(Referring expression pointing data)
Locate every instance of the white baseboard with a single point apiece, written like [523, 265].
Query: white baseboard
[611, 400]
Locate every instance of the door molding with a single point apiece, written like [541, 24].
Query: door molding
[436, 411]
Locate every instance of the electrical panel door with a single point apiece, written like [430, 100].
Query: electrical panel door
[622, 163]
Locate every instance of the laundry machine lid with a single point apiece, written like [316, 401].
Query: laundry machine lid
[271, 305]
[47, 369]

* * *

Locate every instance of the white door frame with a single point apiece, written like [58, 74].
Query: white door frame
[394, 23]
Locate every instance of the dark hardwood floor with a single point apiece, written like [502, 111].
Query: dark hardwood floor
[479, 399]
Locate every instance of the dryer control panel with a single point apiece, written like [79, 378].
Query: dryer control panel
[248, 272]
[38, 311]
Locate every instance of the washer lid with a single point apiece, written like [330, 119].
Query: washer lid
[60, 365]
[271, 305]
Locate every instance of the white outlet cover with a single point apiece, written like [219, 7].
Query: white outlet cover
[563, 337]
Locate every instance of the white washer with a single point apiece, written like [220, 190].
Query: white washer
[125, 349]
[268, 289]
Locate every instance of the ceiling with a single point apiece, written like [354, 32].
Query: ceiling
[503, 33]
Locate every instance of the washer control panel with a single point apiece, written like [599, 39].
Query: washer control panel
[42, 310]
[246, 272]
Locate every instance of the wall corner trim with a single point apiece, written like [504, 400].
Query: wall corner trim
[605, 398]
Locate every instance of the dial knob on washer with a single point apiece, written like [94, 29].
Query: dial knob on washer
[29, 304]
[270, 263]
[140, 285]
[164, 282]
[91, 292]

** Exercise description **
Of all the entries above, output exactly the lines between the one holding "Query: white baseboard" and the one holding "Locate every instance of the electrical", inclusive.

** Answer to this problem **
Query: white baseboard
[611, 400]
Locate every instance of the door molding with a single point apiece, written like [541, 24].
Query: door molding
[436, 411]
Locate every instance of the electrical panel door with a single point apiece, written like [430, 100].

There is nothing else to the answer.